___ RECORD EXCERPTS ___
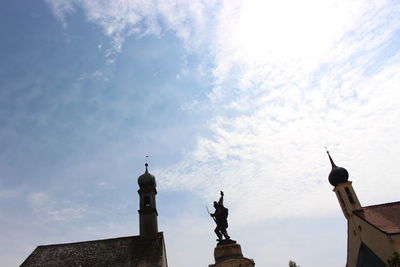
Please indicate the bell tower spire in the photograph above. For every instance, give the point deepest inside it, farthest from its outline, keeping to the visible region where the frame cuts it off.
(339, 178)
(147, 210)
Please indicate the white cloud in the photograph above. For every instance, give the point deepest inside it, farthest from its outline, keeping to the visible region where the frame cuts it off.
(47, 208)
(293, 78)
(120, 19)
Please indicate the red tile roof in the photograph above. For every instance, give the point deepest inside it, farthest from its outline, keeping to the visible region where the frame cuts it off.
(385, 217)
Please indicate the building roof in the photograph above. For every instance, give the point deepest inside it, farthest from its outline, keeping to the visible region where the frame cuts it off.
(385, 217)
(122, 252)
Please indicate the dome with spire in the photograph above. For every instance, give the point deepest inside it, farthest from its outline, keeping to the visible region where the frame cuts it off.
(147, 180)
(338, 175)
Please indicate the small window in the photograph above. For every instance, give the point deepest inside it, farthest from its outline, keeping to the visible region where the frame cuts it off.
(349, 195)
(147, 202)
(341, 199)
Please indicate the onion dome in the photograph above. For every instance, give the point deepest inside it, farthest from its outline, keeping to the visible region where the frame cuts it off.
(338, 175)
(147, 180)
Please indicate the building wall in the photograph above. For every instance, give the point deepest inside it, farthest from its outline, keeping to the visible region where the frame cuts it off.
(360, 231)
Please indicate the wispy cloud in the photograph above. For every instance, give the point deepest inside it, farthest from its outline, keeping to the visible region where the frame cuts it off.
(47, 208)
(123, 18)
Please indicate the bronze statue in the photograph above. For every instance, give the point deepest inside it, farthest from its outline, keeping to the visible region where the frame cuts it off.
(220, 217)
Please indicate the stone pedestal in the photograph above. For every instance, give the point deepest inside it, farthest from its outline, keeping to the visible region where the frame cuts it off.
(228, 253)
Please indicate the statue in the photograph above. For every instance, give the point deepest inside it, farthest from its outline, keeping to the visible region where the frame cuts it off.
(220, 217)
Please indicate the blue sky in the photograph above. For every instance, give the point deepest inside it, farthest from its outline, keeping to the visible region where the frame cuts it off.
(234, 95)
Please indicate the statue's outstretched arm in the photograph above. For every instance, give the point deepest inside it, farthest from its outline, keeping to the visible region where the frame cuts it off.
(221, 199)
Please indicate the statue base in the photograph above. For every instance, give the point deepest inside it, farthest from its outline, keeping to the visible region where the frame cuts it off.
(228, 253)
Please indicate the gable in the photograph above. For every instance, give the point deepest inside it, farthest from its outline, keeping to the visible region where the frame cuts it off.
___
GOAL: Render every line of the items above as a JSON list of strings, one string per line, skipping blank lines and leaving out the pictures.

SOLUTION:
[
  "Please indicate the bell tower spire in the photograph above. For every instance, give the point deepest inside it, farthest from its outline, keeping to the visible region where the frame cuts it off.",
  "(339, 178)",
  "(147, 210)",
  "Please indicate the white cloud in the photograph above. For every instance, give the point deepest inside it, farthest from its outline, keeping to the visible region where the frame cuts it off.",
  "(47, 208)",
  "(293, 78)",
  "(120, 19)",
  "Please indicate the red tile roof in the photograph above. For every instance, give the point deepest inside it, farthest from its outline, keeping to the visible region where the frame cuts it off.",
  "(385, 217)",
  "Please indicate the building roof in the photograph above. For every instance, give the point deepest inside it, farthest from its outline, keeping to the visible region where the frame cuts it off.",
  "(385, 217)",
  "(122, 252)",
  "Please indicate the dome with spire in the photograph above. For every instance, give the point deepest inside it, farthest from its outline, keeping to the visible region where the frame cuts it off.",
  "(147, 180)",
  "(338, 175)",
  "Please indicate the small window in the photograph above. For every instance, give the point deepest inside it, farthest from its outline, keeping to the visible region where the frame cuts it off.",
  "(349, 195)",
  "(147, 202)",
  "(341, 199)",
  "Please indicate the onion dome in the photograph above. For every instance, give the point deepest inside it, farthest from its outline, keeping to the visible region where the frame cuts it off.",
  "(338, 175)",
  "(147, 180)",
  "Please indicate the building wall in the photograph above. For every instance, give the point deepest inside it, farthest from its outline, keeping to the visible region where the frame cuts it off.",
  "(360, 231)",
  "Please indicate the wispy cloud in the photograph above. For every instance, give the point deepest inside it, farthest from its outline, keeping to the visible region where the frame cuts it off.",
  "(47, 208)",
  "(123, 18)",
  "Please indicate the bronze statue in the photograph above. For every instance, give the point deepest inside it, farthest from its outline, keeping to the visible region where the frame cuts it off.",
  "(220, 217)",
  "Please indicate the stone pedestal in the photograph above. For every instance, give the point deepest inside it, farthest from its outline, keeping to the visible region where the frame cuts it off.",
  "(228, 253)",
  "Please indicate the statue in the photograph above. For every instance, give the point deepest inside it, farthest from its outline, keeping to the visible region where the frame cuts it off.",
  "(220, 217)",
  "Please indicate the blue sky in the photograph above. For every instance, give the point deepest inside it, farthest from its outline, keeping to the visible region where the frame cuts it off.",
  "(234, 95)",
  "Please indicate the statue's outstretched arm in the photograph above. For every instance, give the point deepest inside it, farthest from its outline, keeping to the visible region where the frame cuts it off.",
  "(221, 199)",
  "Please indicate the statue base in the photograph above. For every instance, give the point deepest inside it, farthest from its outline, keeping to the visible region where the frame cuts it off.",
  "(228, 253)",
  "Please indicate the gable in the photograph above. For every instance, give the point deepest inside it, farthest from its outline, keeping to the visible region where the frame cuts it off."
]